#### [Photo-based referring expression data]
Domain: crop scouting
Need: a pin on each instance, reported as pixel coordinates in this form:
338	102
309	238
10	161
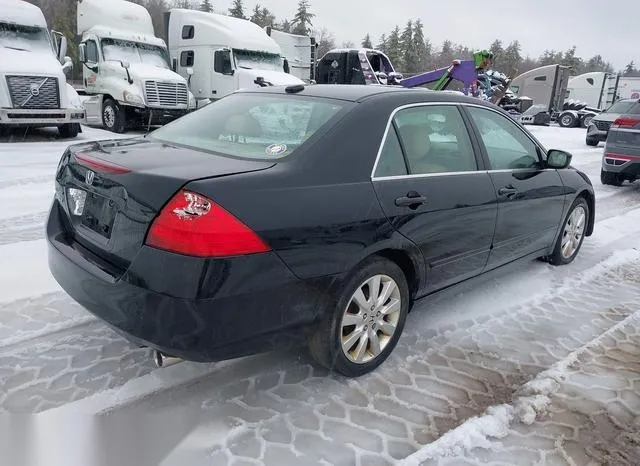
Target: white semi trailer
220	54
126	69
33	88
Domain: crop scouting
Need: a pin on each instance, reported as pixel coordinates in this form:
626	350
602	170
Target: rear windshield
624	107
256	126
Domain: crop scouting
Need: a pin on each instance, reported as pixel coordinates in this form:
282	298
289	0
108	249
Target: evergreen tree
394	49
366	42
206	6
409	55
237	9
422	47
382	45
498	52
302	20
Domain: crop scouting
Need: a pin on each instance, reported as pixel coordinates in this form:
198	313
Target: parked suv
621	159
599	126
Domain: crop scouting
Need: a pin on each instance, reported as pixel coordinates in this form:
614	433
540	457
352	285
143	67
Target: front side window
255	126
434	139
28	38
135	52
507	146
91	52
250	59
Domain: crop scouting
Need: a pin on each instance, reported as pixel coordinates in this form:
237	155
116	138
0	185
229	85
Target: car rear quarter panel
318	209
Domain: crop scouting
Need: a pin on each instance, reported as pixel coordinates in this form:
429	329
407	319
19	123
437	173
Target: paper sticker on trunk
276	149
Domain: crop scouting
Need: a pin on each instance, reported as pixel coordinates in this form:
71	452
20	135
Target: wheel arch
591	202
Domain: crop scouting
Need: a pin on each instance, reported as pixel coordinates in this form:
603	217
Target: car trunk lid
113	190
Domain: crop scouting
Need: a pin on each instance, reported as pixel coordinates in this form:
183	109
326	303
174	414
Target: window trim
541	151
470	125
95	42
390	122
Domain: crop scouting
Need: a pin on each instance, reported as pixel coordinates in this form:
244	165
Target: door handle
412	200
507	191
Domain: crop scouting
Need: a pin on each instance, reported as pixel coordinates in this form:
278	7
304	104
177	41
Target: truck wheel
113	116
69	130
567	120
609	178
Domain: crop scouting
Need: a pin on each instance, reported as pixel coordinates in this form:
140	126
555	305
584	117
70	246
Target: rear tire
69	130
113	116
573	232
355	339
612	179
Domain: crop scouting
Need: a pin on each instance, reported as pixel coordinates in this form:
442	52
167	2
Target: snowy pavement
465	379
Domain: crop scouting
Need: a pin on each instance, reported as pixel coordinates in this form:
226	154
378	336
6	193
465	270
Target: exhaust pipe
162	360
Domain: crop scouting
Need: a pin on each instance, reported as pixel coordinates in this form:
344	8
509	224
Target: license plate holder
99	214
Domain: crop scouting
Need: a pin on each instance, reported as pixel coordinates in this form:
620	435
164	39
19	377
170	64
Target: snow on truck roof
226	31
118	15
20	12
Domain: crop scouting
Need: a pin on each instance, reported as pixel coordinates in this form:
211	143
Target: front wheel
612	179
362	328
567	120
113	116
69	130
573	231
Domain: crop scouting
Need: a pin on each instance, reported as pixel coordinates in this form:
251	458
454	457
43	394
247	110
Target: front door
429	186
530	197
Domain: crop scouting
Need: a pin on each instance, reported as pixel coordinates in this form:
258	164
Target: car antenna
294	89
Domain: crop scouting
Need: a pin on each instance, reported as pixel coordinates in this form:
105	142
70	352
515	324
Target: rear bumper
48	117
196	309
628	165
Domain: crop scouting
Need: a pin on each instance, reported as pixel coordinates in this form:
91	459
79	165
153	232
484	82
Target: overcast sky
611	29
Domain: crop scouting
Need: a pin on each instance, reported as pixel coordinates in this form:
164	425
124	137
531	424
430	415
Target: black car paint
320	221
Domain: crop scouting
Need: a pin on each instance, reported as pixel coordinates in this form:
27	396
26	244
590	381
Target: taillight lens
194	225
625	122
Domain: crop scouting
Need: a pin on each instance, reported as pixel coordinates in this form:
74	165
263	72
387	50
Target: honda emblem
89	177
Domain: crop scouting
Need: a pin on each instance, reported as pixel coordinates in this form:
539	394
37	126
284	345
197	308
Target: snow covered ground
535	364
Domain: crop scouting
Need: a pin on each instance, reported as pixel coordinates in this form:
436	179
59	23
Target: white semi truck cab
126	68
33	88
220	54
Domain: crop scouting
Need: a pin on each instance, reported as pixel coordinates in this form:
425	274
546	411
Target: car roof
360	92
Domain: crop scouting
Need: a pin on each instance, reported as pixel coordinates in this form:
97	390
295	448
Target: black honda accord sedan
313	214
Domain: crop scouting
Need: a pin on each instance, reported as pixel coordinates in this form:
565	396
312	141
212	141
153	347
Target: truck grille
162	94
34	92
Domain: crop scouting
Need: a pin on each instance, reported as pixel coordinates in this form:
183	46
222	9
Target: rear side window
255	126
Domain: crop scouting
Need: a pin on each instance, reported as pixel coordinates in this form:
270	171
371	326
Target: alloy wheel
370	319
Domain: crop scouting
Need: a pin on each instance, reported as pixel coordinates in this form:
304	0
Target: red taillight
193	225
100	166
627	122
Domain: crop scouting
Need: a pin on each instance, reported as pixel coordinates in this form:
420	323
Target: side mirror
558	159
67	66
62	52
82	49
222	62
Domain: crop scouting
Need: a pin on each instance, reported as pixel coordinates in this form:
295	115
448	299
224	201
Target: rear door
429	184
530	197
...
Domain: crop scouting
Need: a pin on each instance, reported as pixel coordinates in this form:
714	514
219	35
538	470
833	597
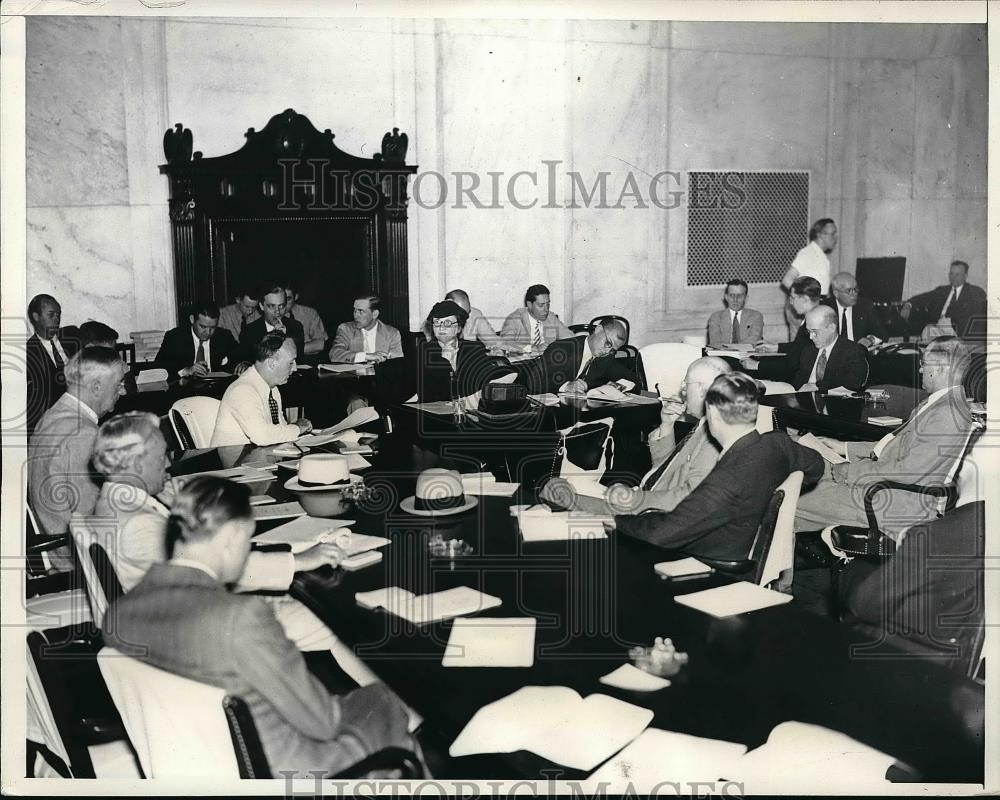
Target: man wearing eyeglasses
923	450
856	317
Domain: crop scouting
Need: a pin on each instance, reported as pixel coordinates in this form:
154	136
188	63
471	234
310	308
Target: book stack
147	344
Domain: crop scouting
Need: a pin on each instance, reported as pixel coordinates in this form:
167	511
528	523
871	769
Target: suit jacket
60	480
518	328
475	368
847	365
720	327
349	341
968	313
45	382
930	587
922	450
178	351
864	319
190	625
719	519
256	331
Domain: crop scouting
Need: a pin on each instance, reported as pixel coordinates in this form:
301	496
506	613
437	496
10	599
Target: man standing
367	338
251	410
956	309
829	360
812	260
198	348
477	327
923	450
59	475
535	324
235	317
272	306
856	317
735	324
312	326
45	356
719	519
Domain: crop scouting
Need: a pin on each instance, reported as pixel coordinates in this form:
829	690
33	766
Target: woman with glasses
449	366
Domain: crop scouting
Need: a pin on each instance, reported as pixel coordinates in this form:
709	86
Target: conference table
--
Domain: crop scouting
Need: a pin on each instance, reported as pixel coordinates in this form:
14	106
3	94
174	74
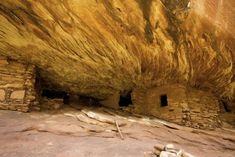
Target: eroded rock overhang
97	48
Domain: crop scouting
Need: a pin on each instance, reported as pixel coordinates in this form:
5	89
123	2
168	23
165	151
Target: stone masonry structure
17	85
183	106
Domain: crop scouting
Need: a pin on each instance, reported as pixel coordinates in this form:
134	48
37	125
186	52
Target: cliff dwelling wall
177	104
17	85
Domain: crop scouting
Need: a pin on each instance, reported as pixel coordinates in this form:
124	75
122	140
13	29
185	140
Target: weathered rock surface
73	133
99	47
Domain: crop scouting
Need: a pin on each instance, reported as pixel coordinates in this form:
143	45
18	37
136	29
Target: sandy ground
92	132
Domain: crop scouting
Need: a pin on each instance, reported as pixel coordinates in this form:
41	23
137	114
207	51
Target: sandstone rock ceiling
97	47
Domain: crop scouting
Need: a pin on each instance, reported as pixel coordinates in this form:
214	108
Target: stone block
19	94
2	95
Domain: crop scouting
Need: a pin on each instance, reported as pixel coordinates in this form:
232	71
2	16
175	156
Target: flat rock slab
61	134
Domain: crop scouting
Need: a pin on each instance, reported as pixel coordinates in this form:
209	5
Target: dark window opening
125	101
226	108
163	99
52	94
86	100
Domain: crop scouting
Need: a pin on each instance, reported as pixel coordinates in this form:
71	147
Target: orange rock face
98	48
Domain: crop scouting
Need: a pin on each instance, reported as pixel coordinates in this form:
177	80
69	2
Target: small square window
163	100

#### [Problem details]
Look through the data above and return exactly the lines from the one that contains "Target: man standing" to the one that contains "Target: conference table", inclusive, with nothing else.

#### [Response to this exercise]
Target: man standing
367	338
251	410
956	309
829	360
812	260
198	348
477	327
923	450
59	475
535	324
235	317
272	306
856	317
735	324
312	326
45	356
719	519
Domain: crop scouting
Need: a pin on each instance, reported as pixel coordinates in this form:
829	690
33	766
Target: woman with glasses
449	366
Domain: crop scouting
Need: a pin on each instance, reported as pixel coordinates in this form:
709	86
Target: conference table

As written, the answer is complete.